What to do → Recast the part of the lines that opens with the line containing "Where can the dirt infield" and closes with the line containing "<point>638,106</point>" as a Markdown table with the columns Row and Line, leaving out any blank lines. Give a running row number beside each line.

>> Start Information given

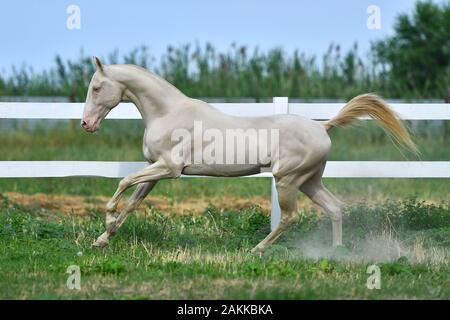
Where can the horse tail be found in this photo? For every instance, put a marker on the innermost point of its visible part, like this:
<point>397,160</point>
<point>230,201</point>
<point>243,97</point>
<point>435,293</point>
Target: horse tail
<point>373,106</point>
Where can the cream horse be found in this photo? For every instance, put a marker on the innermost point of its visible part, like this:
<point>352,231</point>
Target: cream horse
<point>297,164</point>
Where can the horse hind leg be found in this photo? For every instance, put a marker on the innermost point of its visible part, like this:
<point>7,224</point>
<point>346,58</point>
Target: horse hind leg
<point>332,206</point>
<point>287,189</point>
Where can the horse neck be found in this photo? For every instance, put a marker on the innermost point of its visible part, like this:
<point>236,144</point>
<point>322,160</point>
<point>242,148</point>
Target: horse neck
<point>153,96</point>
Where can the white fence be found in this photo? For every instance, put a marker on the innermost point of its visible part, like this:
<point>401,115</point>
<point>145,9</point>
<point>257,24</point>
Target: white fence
<point>317,111</point>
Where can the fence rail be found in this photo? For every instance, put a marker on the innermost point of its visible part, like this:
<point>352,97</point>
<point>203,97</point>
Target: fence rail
<point>317,111</point>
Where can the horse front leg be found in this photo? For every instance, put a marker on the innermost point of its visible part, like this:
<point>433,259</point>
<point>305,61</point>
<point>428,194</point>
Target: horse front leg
<point>146,179</point>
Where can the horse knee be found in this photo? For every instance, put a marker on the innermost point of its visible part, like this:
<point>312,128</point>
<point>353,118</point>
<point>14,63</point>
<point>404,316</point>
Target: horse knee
<point>335,213</point>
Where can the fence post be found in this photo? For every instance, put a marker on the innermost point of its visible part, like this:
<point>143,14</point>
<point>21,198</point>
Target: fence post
<point>280,106</point>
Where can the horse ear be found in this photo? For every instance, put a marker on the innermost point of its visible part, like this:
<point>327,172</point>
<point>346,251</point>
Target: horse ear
<point>98,64</point>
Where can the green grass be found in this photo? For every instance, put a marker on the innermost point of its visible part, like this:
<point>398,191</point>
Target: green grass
<point>206,255</point>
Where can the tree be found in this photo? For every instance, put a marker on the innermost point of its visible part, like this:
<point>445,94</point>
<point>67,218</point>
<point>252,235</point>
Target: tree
<point>417,56</point>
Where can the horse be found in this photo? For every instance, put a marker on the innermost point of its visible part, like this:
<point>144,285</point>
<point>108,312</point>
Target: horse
<point>297,155</point>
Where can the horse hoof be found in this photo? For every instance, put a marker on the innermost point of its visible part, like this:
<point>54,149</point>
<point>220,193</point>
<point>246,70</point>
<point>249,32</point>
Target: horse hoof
<point>257,249</point>
<point>101,242</point>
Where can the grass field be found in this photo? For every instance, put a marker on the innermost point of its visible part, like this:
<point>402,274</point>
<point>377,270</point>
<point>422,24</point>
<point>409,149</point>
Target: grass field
<point>201,249</point>
<point>164,256</point>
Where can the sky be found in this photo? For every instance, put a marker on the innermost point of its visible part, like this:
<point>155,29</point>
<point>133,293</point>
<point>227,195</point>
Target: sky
<point>33,32</point>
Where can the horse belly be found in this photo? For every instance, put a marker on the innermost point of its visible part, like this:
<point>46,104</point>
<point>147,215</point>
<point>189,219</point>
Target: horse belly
<point>222,170</point>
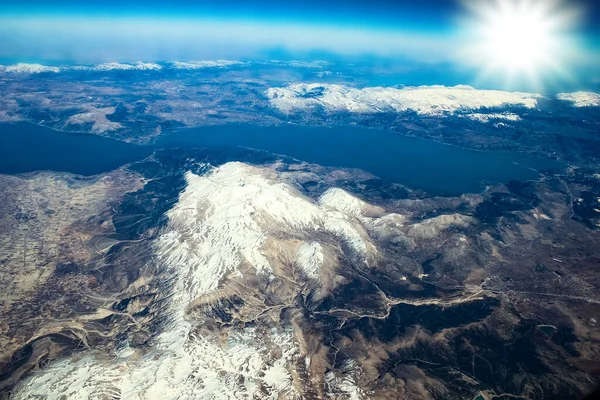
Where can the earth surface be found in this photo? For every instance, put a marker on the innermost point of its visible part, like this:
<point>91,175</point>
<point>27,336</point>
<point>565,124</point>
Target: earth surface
<point>294,230</point>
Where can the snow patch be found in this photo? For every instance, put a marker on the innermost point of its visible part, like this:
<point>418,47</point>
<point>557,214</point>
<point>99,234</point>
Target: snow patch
<point>24,68</point>
<point>424,100</point>
<point>485,118</point>
<point>203,64</point>
<point>581,99</point>
<point>310,257</point>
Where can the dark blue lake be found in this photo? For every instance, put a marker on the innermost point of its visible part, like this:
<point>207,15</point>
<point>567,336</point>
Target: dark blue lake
<point>422,164</point>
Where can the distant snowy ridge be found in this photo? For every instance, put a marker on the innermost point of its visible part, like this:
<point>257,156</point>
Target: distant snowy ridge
<point>485,118</point>
<point>26,68</point>
<point>424,100</point>
<point>581,99</point>
<point>203,64</point>
<point>30,68</point>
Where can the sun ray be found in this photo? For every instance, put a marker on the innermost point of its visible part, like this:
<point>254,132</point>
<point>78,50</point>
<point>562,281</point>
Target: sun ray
<point>525,42</point>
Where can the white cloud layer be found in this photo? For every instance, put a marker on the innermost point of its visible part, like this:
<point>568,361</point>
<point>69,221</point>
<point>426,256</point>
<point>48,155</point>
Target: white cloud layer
<point>89,40</point>
<point>424,100</point>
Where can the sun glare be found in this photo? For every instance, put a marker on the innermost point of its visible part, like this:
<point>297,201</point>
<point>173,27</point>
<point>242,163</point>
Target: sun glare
<point>519,39</point>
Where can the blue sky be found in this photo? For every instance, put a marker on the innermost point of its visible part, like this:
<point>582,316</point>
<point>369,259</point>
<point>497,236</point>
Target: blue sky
<point>422,33</point>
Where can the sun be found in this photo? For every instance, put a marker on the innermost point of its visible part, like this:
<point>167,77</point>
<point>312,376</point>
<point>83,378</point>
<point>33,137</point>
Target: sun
<point>519,39</point>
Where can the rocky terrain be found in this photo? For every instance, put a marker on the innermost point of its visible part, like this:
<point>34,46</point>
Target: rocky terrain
<point>241,274</point>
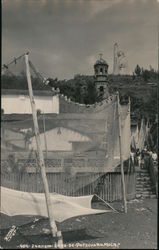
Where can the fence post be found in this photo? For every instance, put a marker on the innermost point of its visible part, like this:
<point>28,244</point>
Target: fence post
<point>40,153</point>
<point>121,154</point>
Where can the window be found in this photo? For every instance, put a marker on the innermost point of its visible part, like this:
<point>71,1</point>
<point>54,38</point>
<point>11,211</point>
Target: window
<point>101,71</point>
<point>101,88</point>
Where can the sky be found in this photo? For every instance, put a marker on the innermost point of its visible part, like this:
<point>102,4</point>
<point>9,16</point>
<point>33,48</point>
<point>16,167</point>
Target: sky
<point>65,37</point>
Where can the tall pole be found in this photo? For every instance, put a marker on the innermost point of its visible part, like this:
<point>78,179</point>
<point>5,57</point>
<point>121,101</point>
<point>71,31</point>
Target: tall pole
<point>45,134</point>
<point>53,226</point>
<point>121,155</point>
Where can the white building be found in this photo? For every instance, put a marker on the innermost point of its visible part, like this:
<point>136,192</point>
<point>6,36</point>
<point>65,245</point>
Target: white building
<point>58,139</point>
<point>18,102</point>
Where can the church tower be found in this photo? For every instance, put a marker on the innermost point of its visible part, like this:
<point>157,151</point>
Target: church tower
<point>101,78</point>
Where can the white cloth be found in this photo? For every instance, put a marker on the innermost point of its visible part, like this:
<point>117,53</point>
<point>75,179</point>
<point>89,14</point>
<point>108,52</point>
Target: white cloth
<point>154,156</point>
<point>64,207</point>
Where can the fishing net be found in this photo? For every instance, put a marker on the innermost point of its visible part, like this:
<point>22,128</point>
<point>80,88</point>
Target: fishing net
<point>78,147</point>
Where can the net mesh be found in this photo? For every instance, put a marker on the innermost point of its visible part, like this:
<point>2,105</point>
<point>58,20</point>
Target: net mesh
<point>78,148</point>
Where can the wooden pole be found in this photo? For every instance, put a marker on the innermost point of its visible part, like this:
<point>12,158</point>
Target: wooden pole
<point>45,134</point>
<point>53,226</point>
<point>121,155</point>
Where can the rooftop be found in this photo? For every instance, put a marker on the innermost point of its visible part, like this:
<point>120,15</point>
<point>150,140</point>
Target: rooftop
<point>26,92</point>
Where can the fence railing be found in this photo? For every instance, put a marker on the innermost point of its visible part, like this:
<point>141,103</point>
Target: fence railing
<point>153,171</point>
<point>107,186</point>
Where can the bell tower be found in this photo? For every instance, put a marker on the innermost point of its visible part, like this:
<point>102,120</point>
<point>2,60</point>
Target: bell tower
<point>101,77</point>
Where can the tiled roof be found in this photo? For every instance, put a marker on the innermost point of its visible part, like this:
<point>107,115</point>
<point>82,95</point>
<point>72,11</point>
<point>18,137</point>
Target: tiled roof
<point>26,92</point>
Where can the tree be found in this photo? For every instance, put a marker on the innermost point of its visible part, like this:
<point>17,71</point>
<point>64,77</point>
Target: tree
<point>138,70</point>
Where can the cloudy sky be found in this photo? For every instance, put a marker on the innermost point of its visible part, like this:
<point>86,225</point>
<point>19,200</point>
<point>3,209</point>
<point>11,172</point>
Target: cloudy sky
<point>65,37</point>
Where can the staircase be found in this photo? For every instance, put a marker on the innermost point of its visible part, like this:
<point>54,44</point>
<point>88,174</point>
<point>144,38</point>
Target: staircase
<point>144,188</point>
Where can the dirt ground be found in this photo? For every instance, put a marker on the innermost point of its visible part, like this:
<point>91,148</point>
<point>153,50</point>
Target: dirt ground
<point>135,230</point>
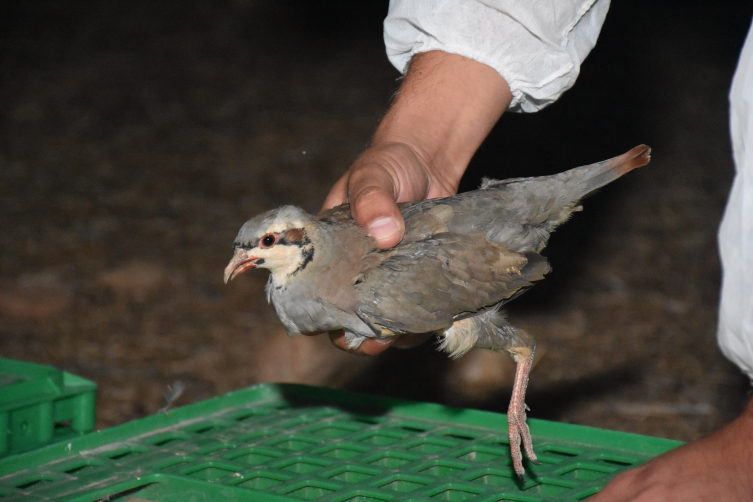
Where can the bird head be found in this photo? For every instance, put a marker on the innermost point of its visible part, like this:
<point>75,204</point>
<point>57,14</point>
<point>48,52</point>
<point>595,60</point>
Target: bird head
<point>277,240</point>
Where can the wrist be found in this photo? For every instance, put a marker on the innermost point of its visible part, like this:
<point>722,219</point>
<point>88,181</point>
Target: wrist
<point>445,107</point>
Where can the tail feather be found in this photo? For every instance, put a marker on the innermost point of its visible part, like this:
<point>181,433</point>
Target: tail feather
<point>610,170</point>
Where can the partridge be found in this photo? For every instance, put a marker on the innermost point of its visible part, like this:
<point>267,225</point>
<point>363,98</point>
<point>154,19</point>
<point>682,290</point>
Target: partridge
<point>461,259</point>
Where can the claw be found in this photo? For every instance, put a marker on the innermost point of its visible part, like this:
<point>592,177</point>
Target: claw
<point>516,416</point>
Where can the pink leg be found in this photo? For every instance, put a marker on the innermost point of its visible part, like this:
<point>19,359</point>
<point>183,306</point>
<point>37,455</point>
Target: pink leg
<point>516,413</point>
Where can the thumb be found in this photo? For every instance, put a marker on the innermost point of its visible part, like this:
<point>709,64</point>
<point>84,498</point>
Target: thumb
<point>372,203</point>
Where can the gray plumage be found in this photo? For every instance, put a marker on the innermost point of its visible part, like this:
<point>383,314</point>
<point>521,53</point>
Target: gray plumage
<point>461,259</point>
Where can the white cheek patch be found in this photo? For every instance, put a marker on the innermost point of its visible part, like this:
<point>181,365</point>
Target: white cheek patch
<point>282,261</point>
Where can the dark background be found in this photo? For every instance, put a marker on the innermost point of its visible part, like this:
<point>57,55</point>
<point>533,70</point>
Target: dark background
<point>136,138</point>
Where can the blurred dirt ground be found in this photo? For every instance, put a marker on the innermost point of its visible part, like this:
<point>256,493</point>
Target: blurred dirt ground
<point>138,136</point>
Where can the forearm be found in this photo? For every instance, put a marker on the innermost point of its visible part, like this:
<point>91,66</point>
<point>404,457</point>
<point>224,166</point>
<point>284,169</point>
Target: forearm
<point>446,106</point>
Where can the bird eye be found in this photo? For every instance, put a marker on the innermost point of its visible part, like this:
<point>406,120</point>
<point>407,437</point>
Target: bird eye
<point>268,241</point>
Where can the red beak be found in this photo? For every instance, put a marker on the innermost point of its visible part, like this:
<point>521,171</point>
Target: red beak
<point>240,262</point>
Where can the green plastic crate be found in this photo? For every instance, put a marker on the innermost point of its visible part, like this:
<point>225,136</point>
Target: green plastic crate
<point>292,442</point>
<point>40,404</point>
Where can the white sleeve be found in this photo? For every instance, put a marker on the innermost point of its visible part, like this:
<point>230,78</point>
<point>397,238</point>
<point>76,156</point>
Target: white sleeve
<point>735,334</point>
<point>536,45</point>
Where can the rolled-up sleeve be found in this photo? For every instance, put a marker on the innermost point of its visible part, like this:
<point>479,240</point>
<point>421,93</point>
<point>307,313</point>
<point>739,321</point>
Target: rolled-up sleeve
<point>536,45</point>
<point>735,334</point>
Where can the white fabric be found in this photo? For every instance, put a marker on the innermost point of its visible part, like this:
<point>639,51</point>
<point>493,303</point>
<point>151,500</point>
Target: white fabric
<point>536,45</point>
<point>735,333</point>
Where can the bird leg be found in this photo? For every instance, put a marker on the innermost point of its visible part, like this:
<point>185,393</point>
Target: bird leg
<point>516,414</point>
<point>491,331</point>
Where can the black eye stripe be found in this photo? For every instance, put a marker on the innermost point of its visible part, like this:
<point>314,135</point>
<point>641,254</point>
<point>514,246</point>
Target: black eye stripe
<point>268,241</point>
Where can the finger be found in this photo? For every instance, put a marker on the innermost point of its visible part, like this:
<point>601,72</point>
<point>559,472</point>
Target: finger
<point>369,347</point>
<point>372,203</point>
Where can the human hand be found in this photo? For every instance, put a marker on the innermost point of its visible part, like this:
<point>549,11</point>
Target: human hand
<point>445,107</point>
<point>714,469</point>
<point>381,176</point>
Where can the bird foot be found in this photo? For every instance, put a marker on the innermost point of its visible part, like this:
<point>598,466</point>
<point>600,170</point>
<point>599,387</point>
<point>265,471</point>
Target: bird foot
<point>516,416</point>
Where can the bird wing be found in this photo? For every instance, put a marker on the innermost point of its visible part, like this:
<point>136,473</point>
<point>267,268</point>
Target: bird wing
<point>427,285</point>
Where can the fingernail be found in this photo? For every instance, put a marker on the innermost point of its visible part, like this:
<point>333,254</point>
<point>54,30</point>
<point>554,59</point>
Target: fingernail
<point>383,228</point>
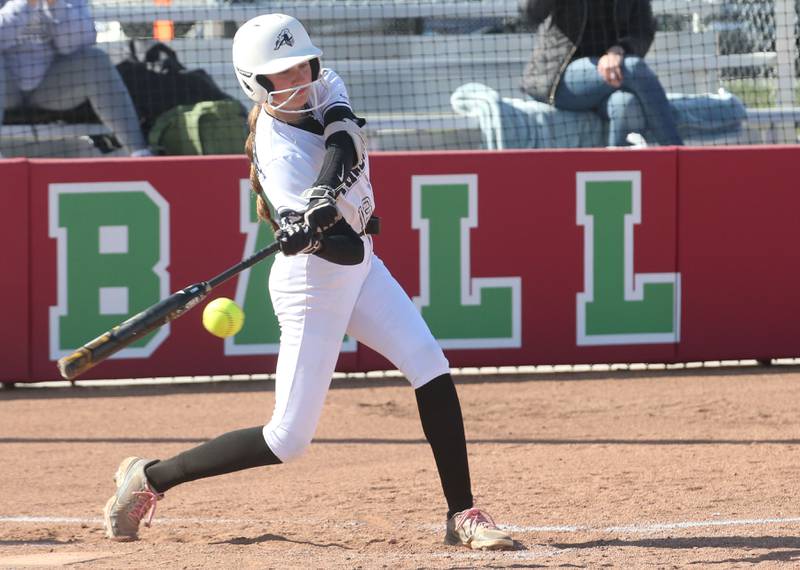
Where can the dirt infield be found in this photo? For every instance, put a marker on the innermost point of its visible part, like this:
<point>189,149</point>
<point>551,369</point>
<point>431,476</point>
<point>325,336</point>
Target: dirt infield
<point>619,469</point>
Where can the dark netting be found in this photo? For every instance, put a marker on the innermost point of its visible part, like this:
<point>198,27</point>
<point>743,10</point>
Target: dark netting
<point>426,74</point>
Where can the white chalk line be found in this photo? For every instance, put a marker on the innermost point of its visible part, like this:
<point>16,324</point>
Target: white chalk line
<point>632,528</point>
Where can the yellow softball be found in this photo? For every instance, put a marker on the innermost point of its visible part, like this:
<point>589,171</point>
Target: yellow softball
<point>222,317</point>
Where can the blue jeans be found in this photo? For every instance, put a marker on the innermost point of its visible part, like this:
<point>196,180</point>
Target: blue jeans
<point>72,79</point>
<point>638,106</point>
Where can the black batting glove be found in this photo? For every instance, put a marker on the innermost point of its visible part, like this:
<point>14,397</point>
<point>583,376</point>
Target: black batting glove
<point>321,212</point>
<point>294,238</point>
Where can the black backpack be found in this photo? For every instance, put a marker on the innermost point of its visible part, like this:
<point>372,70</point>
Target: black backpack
<point>158,82</point>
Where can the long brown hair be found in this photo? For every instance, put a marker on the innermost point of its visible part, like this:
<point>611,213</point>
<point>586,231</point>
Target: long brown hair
<point>255,184</point>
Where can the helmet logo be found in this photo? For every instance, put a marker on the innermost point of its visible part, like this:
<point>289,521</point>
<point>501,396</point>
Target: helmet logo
<point>285,38</point>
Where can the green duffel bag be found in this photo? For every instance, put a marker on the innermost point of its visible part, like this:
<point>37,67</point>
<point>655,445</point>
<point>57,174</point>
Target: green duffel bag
<point>208,127</point>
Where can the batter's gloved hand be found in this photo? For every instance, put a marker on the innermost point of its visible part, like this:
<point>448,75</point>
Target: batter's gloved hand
<point>321,212</point>
<point>297,238</point>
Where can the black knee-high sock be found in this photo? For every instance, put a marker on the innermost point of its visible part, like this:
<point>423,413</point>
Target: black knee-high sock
<point>233,451</point>
<point>443,425</point>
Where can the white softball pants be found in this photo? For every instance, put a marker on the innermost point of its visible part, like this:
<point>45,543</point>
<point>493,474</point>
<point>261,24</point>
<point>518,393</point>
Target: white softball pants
<point>317,302</point>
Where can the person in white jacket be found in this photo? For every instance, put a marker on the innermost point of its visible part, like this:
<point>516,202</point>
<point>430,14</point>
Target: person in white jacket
<point>48,60</point>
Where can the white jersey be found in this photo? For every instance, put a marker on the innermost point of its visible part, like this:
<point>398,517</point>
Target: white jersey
<point>288,159</point>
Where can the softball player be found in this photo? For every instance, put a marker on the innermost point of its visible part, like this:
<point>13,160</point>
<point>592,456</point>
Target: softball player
<point>309,160</point>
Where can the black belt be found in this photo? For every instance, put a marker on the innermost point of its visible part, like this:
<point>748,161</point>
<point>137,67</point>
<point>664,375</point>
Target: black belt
<point>373,226</point>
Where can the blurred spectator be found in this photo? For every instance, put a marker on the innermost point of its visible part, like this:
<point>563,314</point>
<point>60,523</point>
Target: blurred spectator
<point>589,55</point>
<point>48,60</point>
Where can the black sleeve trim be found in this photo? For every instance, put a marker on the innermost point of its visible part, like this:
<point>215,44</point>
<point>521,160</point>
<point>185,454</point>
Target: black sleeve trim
<point>340,157</point>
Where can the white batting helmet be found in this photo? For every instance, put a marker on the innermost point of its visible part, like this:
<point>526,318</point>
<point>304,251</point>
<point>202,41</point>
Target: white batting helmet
<point>269,44</point>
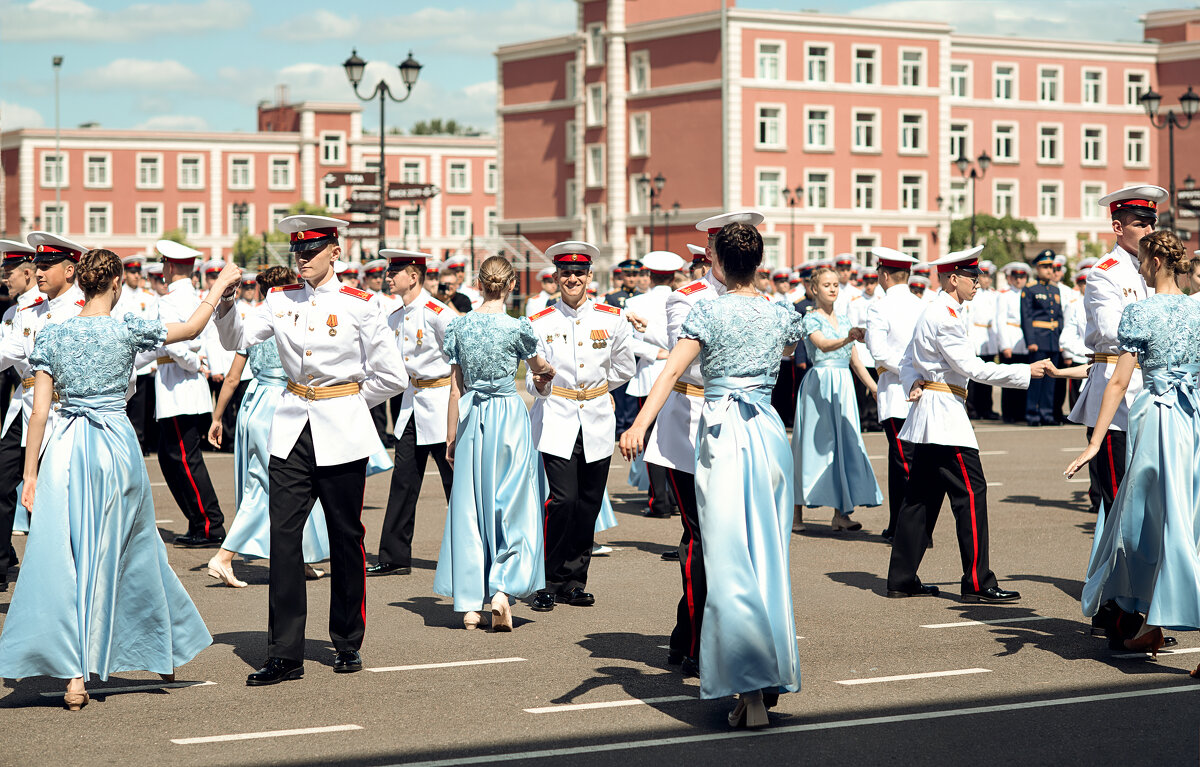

>> End Information given

Output of the exercise →
| Row | Line |
|---|---|
| 1 | Where can the dirt infield be found in this photo? For every instance, put a marker on the innermost point of its visible part, like this: |
| 2 | <point>189,149</point> |
| 3 | <point>551,369</point> |
| 4 | <point>431,476</point> |
| 5 | <point>325,336</point> |
| 6 | Target: dirt infield |
| 7 | <point>619,469</point> |
| 8 | Where can the dark netting be found in this photo? For every instance, put a marker on the innermost point of its visible part, like this: |
| 9 | <point>198,27</point> |
| 10 | <point>743,10</point> |
| 11 | Target: dark netting |
| 12 | <point>426,74</point> |
| 13 | Where can the white chalk line be found in this photo? For every instance, put a marker on the innermost point of its visible part, like this: |
| 14 | <point>16,324</point> |
| 15 | Target: white chalk line |
| 16 | <point>632,528</point> |
| 17 | Where can the yellow softball be found in this photo? For every instance, put a marker on the innermost point of its visible part, like this: |
| 18 | <point>589,171</point> |
| 19 | Target: yellow softball |
| 20 | <point>222,317</point> |
| 21 | Where can the blue jeans be found in this photo? For every instance, put a marker on the innermost point of its visible part, like this: |
| 22 | <point>196,180</point> |
| 23 | Target: blue jeans |
| 24 | <point>72,79</point> |
| 25 | <point>638,106</point> |